STATED GOAL:
Copy out every item below, changing "photograph" to "image" and keeping everything else the same.

— Start of EXTRACTED ENTRIES —

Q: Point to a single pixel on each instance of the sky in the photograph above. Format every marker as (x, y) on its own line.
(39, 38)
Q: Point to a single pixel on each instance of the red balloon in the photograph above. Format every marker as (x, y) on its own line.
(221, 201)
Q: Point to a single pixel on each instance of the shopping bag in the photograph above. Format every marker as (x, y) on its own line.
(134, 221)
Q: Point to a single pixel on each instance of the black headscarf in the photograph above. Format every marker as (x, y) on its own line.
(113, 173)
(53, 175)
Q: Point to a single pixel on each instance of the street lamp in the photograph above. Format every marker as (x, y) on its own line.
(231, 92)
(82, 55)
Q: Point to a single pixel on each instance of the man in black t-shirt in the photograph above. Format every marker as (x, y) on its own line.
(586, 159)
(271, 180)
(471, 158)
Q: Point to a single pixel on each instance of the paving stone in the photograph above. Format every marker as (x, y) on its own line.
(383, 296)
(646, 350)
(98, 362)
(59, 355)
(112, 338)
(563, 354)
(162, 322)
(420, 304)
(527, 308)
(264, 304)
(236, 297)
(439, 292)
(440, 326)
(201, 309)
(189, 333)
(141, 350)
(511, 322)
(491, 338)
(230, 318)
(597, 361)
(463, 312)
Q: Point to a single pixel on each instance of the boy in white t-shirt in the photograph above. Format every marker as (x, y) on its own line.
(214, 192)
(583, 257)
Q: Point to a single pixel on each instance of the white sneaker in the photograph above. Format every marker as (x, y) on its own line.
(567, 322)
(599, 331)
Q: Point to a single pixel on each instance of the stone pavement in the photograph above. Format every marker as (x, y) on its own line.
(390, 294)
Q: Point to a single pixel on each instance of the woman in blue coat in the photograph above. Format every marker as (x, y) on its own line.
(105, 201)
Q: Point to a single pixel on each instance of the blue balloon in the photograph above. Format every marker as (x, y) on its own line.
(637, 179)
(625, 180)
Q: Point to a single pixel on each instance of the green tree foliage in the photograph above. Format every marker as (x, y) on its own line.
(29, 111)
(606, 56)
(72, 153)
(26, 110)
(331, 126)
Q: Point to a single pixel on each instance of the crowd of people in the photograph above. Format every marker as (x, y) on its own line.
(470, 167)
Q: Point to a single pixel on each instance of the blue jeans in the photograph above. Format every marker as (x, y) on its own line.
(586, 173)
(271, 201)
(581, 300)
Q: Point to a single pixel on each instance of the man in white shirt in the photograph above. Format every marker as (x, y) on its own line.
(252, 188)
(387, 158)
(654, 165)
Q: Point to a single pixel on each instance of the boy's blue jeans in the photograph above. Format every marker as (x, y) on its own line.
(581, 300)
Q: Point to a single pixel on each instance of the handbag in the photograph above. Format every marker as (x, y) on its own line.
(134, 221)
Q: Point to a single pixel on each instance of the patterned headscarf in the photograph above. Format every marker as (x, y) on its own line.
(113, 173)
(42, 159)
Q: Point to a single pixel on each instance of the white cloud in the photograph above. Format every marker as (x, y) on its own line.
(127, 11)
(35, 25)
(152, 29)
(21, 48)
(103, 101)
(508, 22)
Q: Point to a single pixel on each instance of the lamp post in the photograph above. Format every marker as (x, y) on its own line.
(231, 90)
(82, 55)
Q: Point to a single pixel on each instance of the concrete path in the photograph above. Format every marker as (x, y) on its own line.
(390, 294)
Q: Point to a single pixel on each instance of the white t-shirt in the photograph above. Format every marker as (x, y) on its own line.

— End of EXTRACTED ENTRIES —

FINAL RESULT:
Q: Point to a single pixel on each instance of the sky in the image above. Format every marker as (x, y) on its own line.
(39, 38)
Q: Point to a single pixel on each instance of the red balloon in the image above. Format every marker as (x, y) on its own line.
(221, 201)
Q: Point to a single pixel on each instance of the shopping bag in the image above. Format every marker as (x, y) on its own line.
(134, 221)
Q: Point to a single pixel on each instance of the black headscarf in the image above. Format every marker as (x, y) on its own line.
(113, 173)
(53, 175)
Q: Point to a single pixel on each instance of the street lamp in the image above. Format every marker as (x, y) on its own line.
(231, 92)
(82, 55)
Q: Point to a single pixel on each instance of the man in black t-shirt in the image above. Format every marker as (x, y) on its own line.
(586, 159)
(271, 180)
(471, 158)
Q: Point to a single pixel on each instance of the paving stone in the image above. Format every marker as (x, y) on its own line.
(383, 296)
(646, 350)
(98, 362)
(59, 355)
(112, 338)
(563, 354)
(162, 322)
(420, 304)
(527, 308)
(264, 304)
(236, 297)
(439, 292)
(440, 326)
(201, 309)
(189, 333)
(141, 350)
(511, 322)
(491, 338)
(230, 318)
(597, 361)
(463, 312)
Q: Point to a single pixel on each instance of the boy in white t-shirt in the image above. Format every marker as (x, y) on its own line.
(214, 192)
(583, 257)
Q: Point to a single pixel on each instance of the white sneaker in the image above. Format every marker as (x, y) on its own line.
(567, 322)
(599, 331)
Q: Point to a single pixel on each instance of the stone pavement in the image above. Format every marker as (x, y) on its own line.
(390, 294)
Q: Point to a single pixel on each instance of the woman in blue coat in the image above. Format every marker as (x, y) on its own line.
(105, 201)
Q: Point to a single pixel on each instance of the blue balloon in the image above. Format every marker as (x, y) on its own line.
(637, 179)
(625, 180)
Q: Point to a single pixel on each instance of the green tree foliage in the image above. Format every marker as (x, y) on its own line.
(29, 111)
(606, 56)
(72, 153)
(26, 110)
(331, 126)
Q: Point to a single pixel on each instance of the crowd of people in the image above. Format every marker as (x, y) on its own line.
(470, 167)
Q: Point to a single pixel on each instance of the blue jeans in the image above. Format every marker as (x, y) on its own line.
(586, 173)
(271, 201)
(581, 300)
Q: Point to a single pixel on each instance of the man in white shirt in the image above. Format every marker as (x, y) on its own line.
(252, 188)
(387, 158)
(654, 165)
Q: Point to a single pixel on each instance of the boy's blue jeans in the image above. Format every marker as (x, y) on its own line.
(581, 300)
Q: Point to a single pixel on each instance of the handbag in the image above. Format every marker as (x, y) on its own line.
(134, 221)
Q: Point to a single pixel on each instance of the patterned headscarf in the image above. Format every marker as (x, y) on its own line.
(113, 173)
(42, 159)
Q: Point to a single pixel on each instance of the white cloud in the image above. Format every marker as (x, y) on its own line.
(127, 11)
(35, 25)
(152, 29)
(21, 48)
(103, 101)
(508, 22)
Q: Point to a single pixel on each instance of the lamp post in the image above. Format every marker as (x, y) on its own line.
(231, 90)
(82, 55)
Q: Point to a single pixel on each instance of the concrete path in the image above. Format every marker as (x, y) on its own line.
(390, 294)
Q: Point to a single pixel on each instance of the white t-shirt in the image above. Format every marker as (x, y) on its own line.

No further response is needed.